Problems and tasks:
A) Can you repeat the passage of the Oscars 2018 article word for word, starting at "This list consists" and ending at "in the World."?
B) Could you update the rows starting at the line containing "Game engine object recognition — detect wet" and ending at the line containing "108, 27, 236, 176", changing "captured frame" to "camera frame" and leaving everything else unchanged? Return only those rows.

Reading text:
_____

Tag Archives: George Wolf

Oscars 2018: Nom Nom Nom

by Hope Madden and George Wolf

2017 was year marked by independents: original screenplays, original ideas, low-budgets, big returns. How beautiful is that?

Bearing his most intimate vision yet, Guillermo del Toro’s The Shape of Water swept up 13 Oscar nominations, impressing voters in nearly every category, from technical achievement through acting and directing.

And Get Out represents the first full-blown horror film to be nominated for Best Picture since The Sixth Sense in 1999. The powerhouse indie not only earned more than $250 million, it also nabbed a total of four nominations, including acknowledgments for Daniel Kaluuya for Lead Male Actor and Jordan Peele for Original Screenplay and Director.

Slights were few and far between. Here’s a recap of the morning’s events:

Best Picture:

The biggest surprise here is probably Darkest Hour, a film marked by an outstanding performance and not much else. Mudbound or Blade Runner 2049, both with three noms themselves, would have been stronger choices. We would have loved to see a real long shot—The Florida Project, The Killing of a Sacred Deer or even A Ghost Story—in its place, but we know that’s dreaming.

“Call Me by Your Name”
“Darkest Hour”
“Dunkirk”
“Get Out”
“Lady Bird”
“Phantom Thread”
“The Post”
“The Shape of Water”
“Three Billboards Outside Ebbing, Missouri”

Director:

The unexpected exclusion here is not Steven Spielberg for The Post, but Martin McDonagh for Three Billboards Outside Ebbing, Missouri—a film nominated for 5 Oscars: three in acting, one for film editing and McDonagh for the original screenplay. But it’s hard to pick nits with this list. We love the diversity here and wouldn’t change a thing.

“Dunkirk,” Christopher Nolan
“Get Out,” Jordan Peele
“Lady Bird,” Greta Gerwig
“Phantom Thread,” Paul Thomas Anderson
“The Shape of Water,” Guillermo del Toro

Lead Female Actor:

This list consists of Frances McDormand and everyone else. If there is a sure bet this year—and, let’s be honest, there are two—one of them is McDormand in this category. We’re thrilled to see Margot Robbie grab a nomination, and while it’s tough to ever argue the inclusion of Meryl Streep, we would not have been unhappy to see a woefully underappreciated Salma Hayak get the slot for her lovely work in Beatriz at Dinner or Michelle Williams for All the Money in the World.

Sally Hawkins, “The Shape of Water”
Frances McDormand, “Three Billboards Outside Ebbing, Missouri”

_____

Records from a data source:
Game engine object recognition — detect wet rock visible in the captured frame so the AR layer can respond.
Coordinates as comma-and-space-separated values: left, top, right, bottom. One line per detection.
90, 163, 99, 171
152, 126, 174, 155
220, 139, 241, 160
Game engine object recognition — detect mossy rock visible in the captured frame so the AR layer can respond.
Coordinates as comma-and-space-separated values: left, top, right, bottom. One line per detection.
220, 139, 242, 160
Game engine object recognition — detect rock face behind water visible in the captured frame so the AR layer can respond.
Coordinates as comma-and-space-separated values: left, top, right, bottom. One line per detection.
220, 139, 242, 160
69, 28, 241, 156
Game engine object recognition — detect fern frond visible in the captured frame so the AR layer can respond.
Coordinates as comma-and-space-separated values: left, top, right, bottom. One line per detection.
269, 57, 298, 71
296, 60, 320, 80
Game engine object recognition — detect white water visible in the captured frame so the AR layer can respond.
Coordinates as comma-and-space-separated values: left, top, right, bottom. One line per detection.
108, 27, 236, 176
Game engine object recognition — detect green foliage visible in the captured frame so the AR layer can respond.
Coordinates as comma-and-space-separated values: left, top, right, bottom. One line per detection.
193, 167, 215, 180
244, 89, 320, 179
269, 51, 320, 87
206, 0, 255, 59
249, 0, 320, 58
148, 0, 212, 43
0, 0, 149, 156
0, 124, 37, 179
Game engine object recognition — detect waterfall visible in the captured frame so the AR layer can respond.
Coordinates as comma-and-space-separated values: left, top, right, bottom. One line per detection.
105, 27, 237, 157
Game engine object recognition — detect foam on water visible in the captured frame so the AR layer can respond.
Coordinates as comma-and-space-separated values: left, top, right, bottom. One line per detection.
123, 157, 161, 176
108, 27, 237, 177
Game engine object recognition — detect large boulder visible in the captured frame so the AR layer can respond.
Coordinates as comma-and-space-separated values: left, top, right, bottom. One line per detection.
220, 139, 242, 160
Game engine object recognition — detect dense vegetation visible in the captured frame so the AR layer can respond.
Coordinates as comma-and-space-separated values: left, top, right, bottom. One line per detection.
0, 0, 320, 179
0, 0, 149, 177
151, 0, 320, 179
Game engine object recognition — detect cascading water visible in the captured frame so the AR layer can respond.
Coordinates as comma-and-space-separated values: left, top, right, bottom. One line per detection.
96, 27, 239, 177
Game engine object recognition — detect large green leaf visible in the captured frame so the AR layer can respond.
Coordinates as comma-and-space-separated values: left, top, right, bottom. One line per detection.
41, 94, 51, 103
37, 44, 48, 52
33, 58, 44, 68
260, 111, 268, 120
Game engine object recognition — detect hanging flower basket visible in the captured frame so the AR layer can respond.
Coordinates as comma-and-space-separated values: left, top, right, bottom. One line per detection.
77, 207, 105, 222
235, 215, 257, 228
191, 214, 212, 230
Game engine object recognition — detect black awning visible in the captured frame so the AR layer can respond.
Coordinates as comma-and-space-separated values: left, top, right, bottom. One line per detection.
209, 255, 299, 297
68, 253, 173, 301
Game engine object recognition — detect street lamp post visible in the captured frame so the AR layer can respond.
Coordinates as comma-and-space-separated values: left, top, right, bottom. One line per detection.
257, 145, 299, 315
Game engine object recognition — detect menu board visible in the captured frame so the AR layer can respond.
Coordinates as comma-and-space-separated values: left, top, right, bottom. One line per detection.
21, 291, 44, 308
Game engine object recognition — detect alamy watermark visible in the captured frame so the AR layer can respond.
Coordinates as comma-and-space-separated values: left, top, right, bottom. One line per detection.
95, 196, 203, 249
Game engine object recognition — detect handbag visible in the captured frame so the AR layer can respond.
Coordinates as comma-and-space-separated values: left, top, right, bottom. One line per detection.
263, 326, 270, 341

_____

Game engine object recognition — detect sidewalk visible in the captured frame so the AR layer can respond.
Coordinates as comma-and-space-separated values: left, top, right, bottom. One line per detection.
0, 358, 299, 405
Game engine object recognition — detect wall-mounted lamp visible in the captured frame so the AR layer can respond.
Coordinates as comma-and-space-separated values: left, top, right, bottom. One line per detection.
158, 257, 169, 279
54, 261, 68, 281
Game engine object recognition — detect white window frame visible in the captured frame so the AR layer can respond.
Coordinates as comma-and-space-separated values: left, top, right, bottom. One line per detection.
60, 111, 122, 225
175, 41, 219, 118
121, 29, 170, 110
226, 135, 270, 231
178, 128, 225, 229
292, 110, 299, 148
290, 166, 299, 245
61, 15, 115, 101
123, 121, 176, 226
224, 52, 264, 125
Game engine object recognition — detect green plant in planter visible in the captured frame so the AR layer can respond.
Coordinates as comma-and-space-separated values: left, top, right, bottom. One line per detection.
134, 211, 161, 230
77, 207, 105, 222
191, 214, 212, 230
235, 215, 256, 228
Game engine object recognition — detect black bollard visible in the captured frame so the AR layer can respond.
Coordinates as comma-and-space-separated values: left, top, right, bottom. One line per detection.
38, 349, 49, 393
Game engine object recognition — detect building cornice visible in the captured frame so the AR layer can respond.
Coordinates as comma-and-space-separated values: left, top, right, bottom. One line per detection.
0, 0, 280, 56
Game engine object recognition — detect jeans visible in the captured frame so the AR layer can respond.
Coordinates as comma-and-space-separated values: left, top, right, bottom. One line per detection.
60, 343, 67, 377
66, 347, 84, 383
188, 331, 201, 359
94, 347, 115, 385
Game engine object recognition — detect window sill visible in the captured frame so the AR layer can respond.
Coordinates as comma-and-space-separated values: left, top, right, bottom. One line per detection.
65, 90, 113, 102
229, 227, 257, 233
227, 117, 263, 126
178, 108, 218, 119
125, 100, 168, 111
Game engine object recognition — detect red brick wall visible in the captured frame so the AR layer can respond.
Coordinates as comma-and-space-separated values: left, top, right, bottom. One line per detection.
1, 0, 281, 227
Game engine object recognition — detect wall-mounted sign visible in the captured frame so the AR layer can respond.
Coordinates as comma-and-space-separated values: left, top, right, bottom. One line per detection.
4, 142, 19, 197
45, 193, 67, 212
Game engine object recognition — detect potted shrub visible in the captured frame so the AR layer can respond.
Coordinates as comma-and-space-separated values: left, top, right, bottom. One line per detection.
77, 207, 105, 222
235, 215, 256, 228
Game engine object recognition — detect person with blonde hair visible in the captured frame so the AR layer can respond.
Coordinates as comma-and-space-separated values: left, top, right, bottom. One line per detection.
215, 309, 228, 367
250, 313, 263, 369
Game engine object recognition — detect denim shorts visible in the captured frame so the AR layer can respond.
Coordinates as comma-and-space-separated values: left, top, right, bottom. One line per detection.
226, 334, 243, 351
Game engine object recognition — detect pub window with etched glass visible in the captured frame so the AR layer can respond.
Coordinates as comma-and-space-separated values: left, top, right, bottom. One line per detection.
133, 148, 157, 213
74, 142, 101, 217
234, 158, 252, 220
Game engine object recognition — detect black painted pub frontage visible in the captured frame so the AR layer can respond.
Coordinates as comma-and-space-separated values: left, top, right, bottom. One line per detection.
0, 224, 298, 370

_____

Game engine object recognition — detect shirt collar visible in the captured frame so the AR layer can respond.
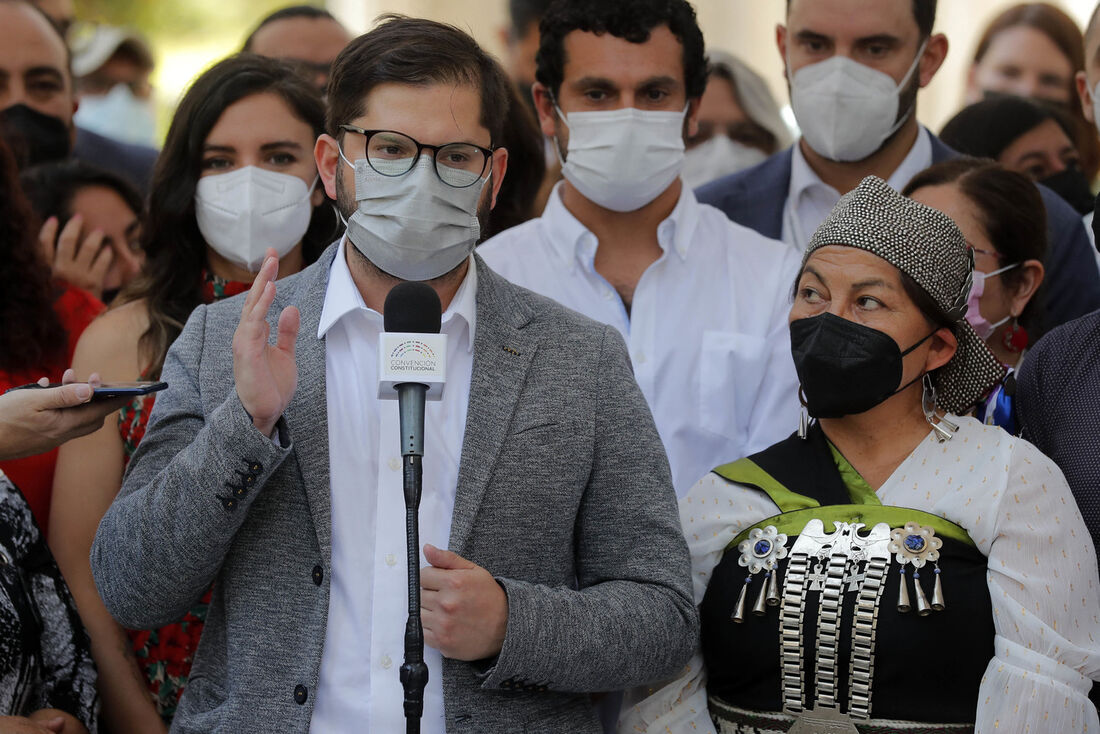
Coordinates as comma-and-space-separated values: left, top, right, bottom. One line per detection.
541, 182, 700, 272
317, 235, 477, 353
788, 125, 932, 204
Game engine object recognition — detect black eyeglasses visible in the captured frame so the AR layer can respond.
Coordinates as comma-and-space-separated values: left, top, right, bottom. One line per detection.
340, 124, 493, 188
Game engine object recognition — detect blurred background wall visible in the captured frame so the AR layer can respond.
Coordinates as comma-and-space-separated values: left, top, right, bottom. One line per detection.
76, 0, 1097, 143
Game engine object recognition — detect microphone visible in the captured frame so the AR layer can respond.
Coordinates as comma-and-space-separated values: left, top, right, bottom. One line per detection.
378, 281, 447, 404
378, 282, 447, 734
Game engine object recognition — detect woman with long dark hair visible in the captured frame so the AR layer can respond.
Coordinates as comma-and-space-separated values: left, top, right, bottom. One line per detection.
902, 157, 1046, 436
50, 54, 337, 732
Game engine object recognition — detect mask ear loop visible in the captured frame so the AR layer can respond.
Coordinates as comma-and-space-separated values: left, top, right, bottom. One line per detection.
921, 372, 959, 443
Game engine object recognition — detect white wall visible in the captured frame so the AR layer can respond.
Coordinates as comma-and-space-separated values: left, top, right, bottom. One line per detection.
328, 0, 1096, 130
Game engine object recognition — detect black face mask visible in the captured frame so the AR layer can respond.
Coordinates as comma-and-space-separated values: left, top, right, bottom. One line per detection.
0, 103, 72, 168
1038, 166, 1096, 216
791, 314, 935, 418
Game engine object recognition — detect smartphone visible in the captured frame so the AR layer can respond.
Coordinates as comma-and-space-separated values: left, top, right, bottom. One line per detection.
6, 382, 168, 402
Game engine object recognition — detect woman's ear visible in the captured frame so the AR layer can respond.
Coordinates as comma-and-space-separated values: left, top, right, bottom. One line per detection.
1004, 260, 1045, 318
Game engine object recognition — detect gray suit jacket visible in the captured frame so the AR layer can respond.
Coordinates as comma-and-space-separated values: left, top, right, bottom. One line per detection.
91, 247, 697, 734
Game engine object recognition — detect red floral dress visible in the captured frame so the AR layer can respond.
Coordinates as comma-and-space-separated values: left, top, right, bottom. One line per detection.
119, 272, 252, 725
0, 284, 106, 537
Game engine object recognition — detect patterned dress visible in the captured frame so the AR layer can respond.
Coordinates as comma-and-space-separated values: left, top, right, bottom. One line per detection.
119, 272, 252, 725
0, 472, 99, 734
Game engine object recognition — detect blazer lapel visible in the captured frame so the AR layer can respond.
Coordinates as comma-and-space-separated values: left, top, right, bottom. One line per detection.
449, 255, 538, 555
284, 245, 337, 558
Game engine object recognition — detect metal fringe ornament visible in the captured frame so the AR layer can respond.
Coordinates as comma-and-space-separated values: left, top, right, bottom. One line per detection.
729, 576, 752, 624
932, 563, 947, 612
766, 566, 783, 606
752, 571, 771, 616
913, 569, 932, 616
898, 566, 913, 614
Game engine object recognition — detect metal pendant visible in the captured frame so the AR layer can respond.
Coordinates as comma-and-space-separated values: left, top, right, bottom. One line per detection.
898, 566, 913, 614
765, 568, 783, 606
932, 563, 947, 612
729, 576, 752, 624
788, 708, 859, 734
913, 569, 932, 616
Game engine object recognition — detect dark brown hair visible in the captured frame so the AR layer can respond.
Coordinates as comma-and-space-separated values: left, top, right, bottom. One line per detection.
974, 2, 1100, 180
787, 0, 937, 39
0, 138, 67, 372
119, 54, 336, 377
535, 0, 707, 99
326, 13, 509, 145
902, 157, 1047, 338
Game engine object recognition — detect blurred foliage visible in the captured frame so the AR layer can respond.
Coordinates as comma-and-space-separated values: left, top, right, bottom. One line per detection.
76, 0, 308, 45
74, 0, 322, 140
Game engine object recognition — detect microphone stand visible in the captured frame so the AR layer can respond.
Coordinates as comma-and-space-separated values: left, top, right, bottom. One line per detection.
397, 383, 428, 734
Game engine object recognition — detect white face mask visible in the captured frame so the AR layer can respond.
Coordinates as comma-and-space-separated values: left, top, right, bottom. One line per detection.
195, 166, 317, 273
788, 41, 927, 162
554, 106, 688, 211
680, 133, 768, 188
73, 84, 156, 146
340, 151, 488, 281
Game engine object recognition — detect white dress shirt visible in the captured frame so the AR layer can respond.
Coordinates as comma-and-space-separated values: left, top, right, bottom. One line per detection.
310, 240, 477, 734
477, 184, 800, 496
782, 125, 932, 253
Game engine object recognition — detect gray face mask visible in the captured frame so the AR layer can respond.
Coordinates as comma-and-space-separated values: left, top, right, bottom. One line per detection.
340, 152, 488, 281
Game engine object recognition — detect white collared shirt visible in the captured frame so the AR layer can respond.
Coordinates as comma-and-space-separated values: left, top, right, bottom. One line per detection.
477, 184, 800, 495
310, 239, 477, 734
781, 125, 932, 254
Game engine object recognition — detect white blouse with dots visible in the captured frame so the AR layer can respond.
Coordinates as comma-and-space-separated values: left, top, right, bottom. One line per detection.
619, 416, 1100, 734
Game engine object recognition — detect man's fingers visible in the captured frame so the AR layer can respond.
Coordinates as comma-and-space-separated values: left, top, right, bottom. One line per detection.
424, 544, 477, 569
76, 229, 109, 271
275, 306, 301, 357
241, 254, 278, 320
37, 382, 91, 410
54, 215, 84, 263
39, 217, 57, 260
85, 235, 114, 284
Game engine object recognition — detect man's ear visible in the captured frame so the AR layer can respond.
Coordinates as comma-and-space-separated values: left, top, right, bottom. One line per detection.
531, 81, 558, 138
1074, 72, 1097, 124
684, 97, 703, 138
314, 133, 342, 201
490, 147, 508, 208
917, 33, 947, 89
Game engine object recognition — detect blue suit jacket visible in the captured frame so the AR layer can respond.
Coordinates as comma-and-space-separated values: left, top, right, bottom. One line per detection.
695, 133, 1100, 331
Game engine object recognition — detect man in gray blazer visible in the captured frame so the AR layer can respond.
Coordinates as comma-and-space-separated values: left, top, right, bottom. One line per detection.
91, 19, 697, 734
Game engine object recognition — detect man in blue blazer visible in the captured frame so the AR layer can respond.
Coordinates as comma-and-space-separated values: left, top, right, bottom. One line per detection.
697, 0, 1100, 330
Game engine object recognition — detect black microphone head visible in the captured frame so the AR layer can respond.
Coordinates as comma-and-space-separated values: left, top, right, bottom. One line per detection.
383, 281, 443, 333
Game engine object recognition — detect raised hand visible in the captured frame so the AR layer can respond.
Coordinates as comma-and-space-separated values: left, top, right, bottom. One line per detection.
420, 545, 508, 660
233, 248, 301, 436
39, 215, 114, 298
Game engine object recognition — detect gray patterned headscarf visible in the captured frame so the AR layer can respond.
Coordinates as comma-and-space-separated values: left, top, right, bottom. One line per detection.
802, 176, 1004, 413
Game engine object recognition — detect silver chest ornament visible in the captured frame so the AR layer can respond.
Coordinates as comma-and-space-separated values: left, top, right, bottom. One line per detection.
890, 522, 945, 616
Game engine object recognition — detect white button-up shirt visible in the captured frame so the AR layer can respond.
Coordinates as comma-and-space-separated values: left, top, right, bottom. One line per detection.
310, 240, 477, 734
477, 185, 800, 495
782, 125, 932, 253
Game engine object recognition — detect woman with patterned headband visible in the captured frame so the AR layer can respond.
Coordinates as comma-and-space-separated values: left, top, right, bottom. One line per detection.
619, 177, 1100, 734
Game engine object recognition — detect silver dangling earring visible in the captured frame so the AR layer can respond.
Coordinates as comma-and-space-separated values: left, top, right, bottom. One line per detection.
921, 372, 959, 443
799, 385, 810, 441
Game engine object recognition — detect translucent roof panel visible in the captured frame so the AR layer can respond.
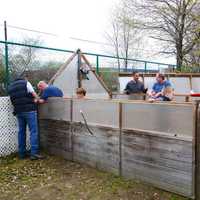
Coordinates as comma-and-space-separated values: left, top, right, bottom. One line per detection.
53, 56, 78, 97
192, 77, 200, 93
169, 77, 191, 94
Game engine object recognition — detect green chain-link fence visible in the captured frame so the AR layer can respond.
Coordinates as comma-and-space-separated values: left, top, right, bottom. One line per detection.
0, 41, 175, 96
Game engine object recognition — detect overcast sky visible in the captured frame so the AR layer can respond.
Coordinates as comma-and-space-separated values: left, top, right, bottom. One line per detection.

_____

Final results:
A)
This list consists of Frances McDormand and everyone else. If there is a sure bet this year—and, let’s be honest, there are two—one of them is McDormand in this category. We’re thrilled to see Margot Robbie grab a nomination, and while it’s tough to ever argue the inclusion of Meryl Streep, we would not have been unhappy to see a woefully underappreciated Salma Hayak get the slot for her lovely work in Beatriz at Dinner or Michelle Williams for All the Money in the World.

B)
Game engine object recognition — detect wet rock visible in the camera frame so the AR layer can respond.
Coordinates as comma-and-space-separated values: left, top, right, bottom. One line per detection.
90, 163, 99, 171
152, 126, 174, 155
220, 139, 241, 160
Game engine object recognition — detect mossy rock visible in the camera frame so the AR layer can respond.
Coordinates as comma-and-space-separated values: left, top, right, bottom. One line per detection.
220, 139, 242, 160
Game engine object recognition — detect rock face behind water visible in the camera frame so the AR layer can respond.
Coordinates as comma-and-space-separated values: left, top, right, bottom. One line per detection.
220, 139, 242, 160
69, 28, 241, 156
Game engine object recognition — detect fern frond visible in the camera frame so the AR layer can respond.
Coordinates as comma-and-space-separated values: left, top, right, bottom. One line per detection.
269, 57, 298, 71
296, 60, 320, 80
Game engine object recognition — detect white water visible in the camera frame so the AR layer can respond.
Coordinates as comma-and-space-separated values: left, top, right, bottom. One line per detection.
108, 27, 236, 176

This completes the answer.